::: INFORMATION PROVIDED
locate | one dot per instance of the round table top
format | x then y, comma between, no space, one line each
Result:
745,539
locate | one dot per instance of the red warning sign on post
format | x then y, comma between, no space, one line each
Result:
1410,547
::::::
-- STATED EXERCISE --
Convert every line of the listing above into a JSON list of strings, one string per line, leaving out any blank lines.

-- RESULT OF THIS EXERCISE --
[
  "locate | one dot per instance of the round table top",
  "format | x then y, comma between, no space, one line each",
  "Result:",
  "745,539",
  "locate | one dot per instance of the red warning sign on post",
  "format | x then y, comma between, no space, one line each",
  "Result:",
  "1410,547"
]